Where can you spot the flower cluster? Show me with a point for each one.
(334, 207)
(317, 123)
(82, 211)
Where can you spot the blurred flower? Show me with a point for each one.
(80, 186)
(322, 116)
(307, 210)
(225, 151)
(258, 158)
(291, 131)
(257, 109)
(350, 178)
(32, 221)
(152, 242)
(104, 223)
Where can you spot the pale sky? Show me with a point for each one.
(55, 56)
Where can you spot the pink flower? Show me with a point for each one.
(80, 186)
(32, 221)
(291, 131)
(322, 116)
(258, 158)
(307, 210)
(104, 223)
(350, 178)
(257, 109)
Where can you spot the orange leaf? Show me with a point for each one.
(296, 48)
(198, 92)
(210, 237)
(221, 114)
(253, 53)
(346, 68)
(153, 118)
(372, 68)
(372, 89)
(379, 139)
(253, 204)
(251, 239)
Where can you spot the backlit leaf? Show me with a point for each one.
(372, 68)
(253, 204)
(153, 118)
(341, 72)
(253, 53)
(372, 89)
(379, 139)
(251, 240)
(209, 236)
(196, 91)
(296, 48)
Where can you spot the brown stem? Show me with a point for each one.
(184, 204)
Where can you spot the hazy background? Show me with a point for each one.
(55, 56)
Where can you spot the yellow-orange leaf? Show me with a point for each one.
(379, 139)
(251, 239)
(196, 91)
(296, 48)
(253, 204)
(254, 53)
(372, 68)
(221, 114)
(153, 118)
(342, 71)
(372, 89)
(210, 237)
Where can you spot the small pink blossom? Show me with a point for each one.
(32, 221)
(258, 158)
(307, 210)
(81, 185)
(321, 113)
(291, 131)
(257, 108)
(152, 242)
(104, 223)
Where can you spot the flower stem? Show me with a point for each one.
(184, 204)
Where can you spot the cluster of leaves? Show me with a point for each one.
____________________
Vuelve a escribir todas las filas cambiando "Where can you spot" por "Where do you see", sin tocar nada más.

Where do you see the flower cluster? Show me with a point for each one.
(334, 207)
(317, 123)
(82, 211)
Where do you see the blurred flower? Show me with a point for each one.
(80, 186)
(322, 116)
(307, 210)
(225, 151)
(258, 158)
(291, 131)
(257, 109)
(350, 178)
(32, 221)
(152, 242)
(104, 223)
Where do you see the pale sky? Show me with a point for each one.
(55, 56)
Where do you see the pink flower? Show me with a point for each one.
(80, 186)
(32, 221)
(291, 131)
(322, 116)
(258, 158)
(307, 210)
(104, 223)
(350, 178)
(257, 109)
Where do you see the orange leaf? Show me with a point for each one.
(296, 48)
(198, 92)
(210, 237)
(221, 114)
(253, 53)
(346, 68)
(153, 118)
(372, 68)
(372, 89)
(379, 139)
(253, 204)
(251, 239)
Where do you see the backlit leaf? Show me with a point for each one.
(372, 68)
(253, 204)
(153, 118)
(341, 72)
(253, 53)
(372, 89)
(379, 139)
(251, 240)
(209, 236)
(196, 91)
(296, 48)
Where do you see the brown stem? Show me with a point for each one.
(184, 204)
Where do you see the hazy background? Show me with a point for each one.
(55, 56)
Where do you see the yellow-orange leaf? Show me with a point for each one.
(379, 139)
(251, 239)
(196, 91)
(296, 48)
(253, 204)
(254, 53)
(372, 68)
(221, 114)
(153, 118)
(342, 71)
(372, 89)
(210, 237)
Where do you see the small pink blossom? Show me with a point for each one.
(32, 221)
(258, 158)
(307, 210)
(81, 185)
(321, 113)
(291, 131)
(257, 108)
(152, 242)
(104, 223)
Where do you see the flower stem? Show me with a point for each one.
(184, 204)
Where do you see the cluster of leaves? Show me with a point for each one.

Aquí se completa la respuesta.